ChatGPT can also sort of play chess. This is an interesting case because to know what actions it can take, it must have some sort of representation of the state of the board, right?

How did it know that d5 was a legal move? It doesn’t. It knows that a lot of chess games recorded on the internet using that notation has d5 following d4. Farther into the game it will make illegal moves because there are a lot of possible games and any sequence of moves will have been seen less often in the data. But clearly the hidden state of the transformer is able to attend to a sequence of moves and that the hidden state that is constructs has some utility for selecting tokens that can be interpreted as chess actions. Thus it can be said that a LLM has something that can operate as a world model sometimes. It operates at the lower level of tokens and constructs a textual description of the state, as opposed to the actual state.

Here is another test of whether ChatGPT knows the state of the chess board after a single chess move:

Clearly not right. But this test is not entirely conclusive because I am asking it to draw the board and maybe it gets confused in the drawing process; something might be lost in this particular way of probing the system’s understanding of the state.

There is nothing in RL*F that requires that a world model must be correct. This is because there is no reward component associated with correct next-state prediction. An LLM only needs be able to construct a hidden state that can be decoded to generate token sequences that receive high feedback or low perplexity. However, operating with only cross-entropy or RL*F at the token-as-action level, there is no requirement that a LLM develops full world-model capabilities beyond whatever latent hidden state is necessary to produce token sequences that receive high feedback or low perplexity.

If LLMs are learning something like a world model, would we expect a world model to emerge with more training? This likely depends on the data. As discussed above there is nothing in the objective function used to train LLMs that requires the model to know and reason about the next state s’. If the training corpus were of the form <description of state s, description of action a, description of state s’> (or a combination of separate <s, a> and <a, s> data) then it would learn to construct a subsequent state after every action, token-by-token. For some relatively constrained domains, this data might be present in existing datasets or feasible to acquire. For other domains, the state-action space will be too big and there will be missing data, rare cases for which generalization fails to account, or a mismatch in level of abstraction of knowledge.
+===+
● **What this task involves**: Please print the passage on ChatGPT and chess from "Clearly not right." to "of the state.", word for word.

● **Extracted records**:
+===+
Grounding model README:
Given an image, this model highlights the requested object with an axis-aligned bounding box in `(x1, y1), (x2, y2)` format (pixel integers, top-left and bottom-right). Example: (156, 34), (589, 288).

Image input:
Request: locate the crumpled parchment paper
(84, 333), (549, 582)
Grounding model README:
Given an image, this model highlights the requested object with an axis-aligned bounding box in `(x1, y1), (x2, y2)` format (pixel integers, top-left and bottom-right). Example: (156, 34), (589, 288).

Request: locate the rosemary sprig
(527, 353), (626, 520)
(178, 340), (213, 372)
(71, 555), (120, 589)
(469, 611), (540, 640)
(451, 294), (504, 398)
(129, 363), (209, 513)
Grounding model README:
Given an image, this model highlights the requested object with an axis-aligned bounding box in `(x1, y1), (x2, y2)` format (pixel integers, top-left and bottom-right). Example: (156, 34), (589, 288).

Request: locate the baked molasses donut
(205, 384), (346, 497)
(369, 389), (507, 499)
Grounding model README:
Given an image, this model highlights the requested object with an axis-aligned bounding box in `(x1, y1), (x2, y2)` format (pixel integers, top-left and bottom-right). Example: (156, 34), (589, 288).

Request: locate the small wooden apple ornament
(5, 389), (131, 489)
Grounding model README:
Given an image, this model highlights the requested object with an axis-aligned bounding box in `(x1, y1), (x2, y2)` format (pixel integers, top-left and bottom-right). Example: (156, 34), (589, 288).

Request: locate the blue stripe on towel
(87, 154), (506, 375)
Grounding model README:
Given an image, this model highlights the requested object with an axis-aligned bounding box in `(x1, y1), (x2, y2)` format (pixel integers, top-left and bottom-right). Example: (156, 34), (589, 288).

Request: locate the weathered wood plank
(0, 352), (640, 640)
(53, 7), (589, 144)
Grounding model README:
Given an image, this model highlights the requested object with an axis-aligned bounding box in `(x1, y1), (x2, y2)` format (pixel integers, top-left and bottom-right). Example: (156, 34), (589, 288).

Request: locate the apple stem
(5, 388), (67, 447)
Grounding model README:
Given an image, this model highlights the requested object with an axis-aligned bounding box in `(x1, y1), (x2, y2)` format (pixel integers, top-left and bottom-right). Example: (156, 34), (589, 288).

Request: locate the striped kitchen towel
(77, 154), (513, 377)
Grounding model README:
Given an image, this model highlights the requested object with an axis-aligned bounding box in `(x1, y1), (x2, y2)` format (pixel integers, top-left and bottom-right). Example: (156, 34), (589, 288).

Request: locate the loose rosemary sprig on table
+===+
● **Response area**:
Clearly not right. But this test is not entirely conclusive because I am asking it to draw the board and maybe it gets confused in the drawing process; something might be lost in this particular way of probing the system’s understanding of the state.